[PROBLEM 1] In the piece on Jewish soul-searching in India, who took the Holtzbergs' son Moshe to safety?
[PROBLEM 2] Reproduce the piece on Jewish soul-searching in India word for word, from "When reading about" to "I was correct.".

[TEXT BLOCK]
______________________________

Jewish Soul-Searching in India.
When reading about Westerners killed recently in Bombay, I wondered immediately if more than the Chabad couple and their four guests in the Nariman House were Jews targeted by terrorists. The surname of two Americans who were in the city for a New Age seminar-- their Virginia-centered community advocates "sonic technology" to enhance meditation-- intrigued me. (This reminded me in turn of a New York Times article about ashrams where the well-heeled cooled their boots back East. A photo of one elderly Sikh chopping veggies caught my eye: the splendidly monikered "Hanuman Leiberman.") Those associated with "Synchronicity" who were mentioned in the press, it appeared to me, also often had Jewish surnames. I figured that the next issue of The Forward would follow any lead in this direction, and I was correct.
I copy most of its article below, as their situation's probably less known to readers who understandably may have been better informed on the tragic fate of the Chabad rabbi, Gavriel Noach Holtzberg and his wife, Rivkah, who died, while their son Moshe was rescued and taken away by their Nepali Christian nanny to safety. The house was singled out despite its obscurity as a symbolic, if also very human, scapegoat for those who sought, in sacrificing Jews, to incite Muslim outrage. Men and women were singled out and slaughtered because they were Jewish. So was the two-year-old, and I doubt if chance had not intervened, and bravery, if he'd have otherwise survived the torture which occurred before the Jewish adults with whom he was trapped were executed. Some were draped in prayer shawls or tallit; the guess is that the rabbi did this final gesture of decency before he too was killed. One photo in the New York Times of the interior of the Chabad house after the attack resembled a scene from besieged Stalingrad.
It's sobering to reflect when studying the title of this article how many words convey the different aspects of being Jewish: the noble quest, the long burden, the nagging search that all combine in this identification. A tribal legacy that still angers jihadists to conclude a Pakistani "Army of the Pure's" lengthy title by naming it after its targets, "Crusaders and Jews." Centuries pass; the same enemies for Islamists remain. "Victim"; "Seeking"; "Following the Path of Many Jews Before Him"; and, the past forty years for many Israelis, "Went to India." I recommend Irish documentarian and travel writer (although that term seems to diminish his searching memoirs) Manchán Magan's account in his "Manchán's Travels: A Journey Through India," recently reviewed by me here and on Amazon in the U.S. and Britain. Magan's insights into the wounded psyche of IDF veterans who recuperate-- or lapse into an opiated numbness-- in India, in the aftermath of their own struggles with (post?-)colonial political and military reaction during the intifada, make for instructive comparisons.

______________________________

[RECORDS PROVIDED]
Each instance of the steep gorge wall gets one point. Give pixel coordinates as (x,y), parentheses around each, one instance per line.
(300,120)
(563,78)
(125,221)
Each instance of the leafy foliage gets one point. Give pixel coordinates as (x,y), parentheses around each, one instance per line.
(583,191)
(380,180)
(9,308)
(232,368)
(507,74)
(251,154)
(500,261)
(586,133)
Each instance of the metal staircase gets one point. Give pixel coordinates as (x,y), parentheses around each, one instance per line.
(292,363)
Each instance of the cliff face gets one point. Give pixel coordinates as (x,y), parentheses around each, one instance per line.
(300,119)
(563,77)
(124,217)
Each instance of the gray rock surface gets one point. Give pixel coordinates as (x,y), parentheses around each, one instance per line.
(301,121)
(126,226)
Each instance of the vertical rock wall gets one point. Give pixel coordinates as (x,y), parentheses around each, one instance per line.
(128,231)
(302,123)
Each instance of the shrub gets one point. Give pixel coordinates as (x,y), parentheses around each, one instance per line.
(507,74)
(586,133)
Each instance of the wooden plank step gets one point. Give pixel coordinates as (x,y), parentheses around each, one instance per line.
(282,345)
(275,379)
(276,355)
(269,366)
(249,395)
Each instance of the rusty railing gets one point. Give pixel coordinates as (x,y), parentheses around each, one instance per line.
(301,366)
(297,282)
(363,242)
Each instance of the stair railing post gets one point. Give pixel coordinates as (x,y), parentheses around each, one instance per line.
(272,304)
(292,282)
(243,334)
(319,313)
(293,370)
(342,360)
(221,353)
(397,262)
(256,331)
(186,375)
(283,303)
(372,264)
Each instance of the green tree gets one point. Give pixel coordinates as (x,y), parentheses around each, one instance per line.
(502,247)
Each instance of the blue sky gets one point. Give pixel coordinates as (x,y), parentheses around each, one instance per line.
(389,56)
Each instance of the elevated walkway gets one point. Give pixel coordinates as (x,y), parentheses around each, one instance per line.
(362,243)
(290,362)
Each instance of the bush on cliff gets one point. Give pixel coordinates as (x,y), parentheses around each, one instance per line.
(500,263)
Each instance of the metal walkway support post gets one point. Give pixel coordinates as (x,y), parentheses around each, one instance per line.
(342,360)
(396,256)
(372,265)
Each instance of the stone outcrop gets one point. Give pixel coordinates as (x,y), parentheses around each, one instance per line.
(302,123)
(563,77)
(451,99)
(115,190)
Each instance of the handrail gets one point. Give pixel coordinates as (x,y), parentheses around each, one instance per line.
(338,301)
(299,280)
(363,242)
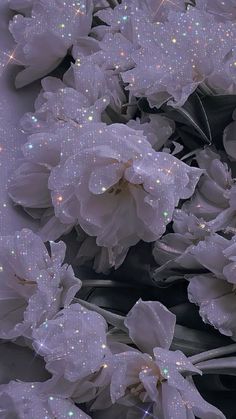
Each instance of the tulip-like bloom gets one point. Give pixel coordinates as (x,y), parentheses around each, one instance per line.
(173,251)
(214,292)
(178,55)
(222,10)
(117,188)
(30,400)
(22,6)
(33,284)
(44,38)
(73,343)
(151,380)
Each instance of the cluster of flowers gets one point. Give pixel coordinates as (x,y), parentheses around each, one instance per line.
(92,164)
(87,365)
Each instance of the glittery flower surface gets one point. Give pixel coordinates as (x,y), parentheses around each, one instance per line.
(229,138)
(73,343)
(44,37)
(222,10)
(30,400)
(178,55)
(114,175)
(34,285)
(173,251)
(215,196)
(214,292)
(152,381)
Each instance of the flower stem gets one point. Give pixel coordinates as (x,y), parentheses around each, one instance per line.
(213,353)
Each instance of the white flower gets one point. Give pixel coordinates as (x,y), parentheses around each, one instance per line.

______________________________

[EXPECTED OUTPUT 1] Their Nepali Christian nanny.

[EXPECTED OUTPUT 2]
When reading about Westerners killed recently in Bombay, I wondered immediately if more than the Chabad couple and their four guests in the Nariman House were Jews targeted by terrorists. The surname of two Americans who were in the city for a New Age seminar-- their Virginia-centered community advocates "sonic technology" to enhance meditation-- intrigued me. (This reminded me in turn of a New York Times article about ashrams where the well-heeled cooled their boots back East. A photo of one elderly Sikh chopping veggies caught my eye: the splendidly monikered "Hanuman Leiberman.") Those associated with "Synchronicity" who were mentioned in the press, it appeared to me, also often had Jewish surnames. I figured that the next issue of The Forward would follow any lead in this direction, and I was correct.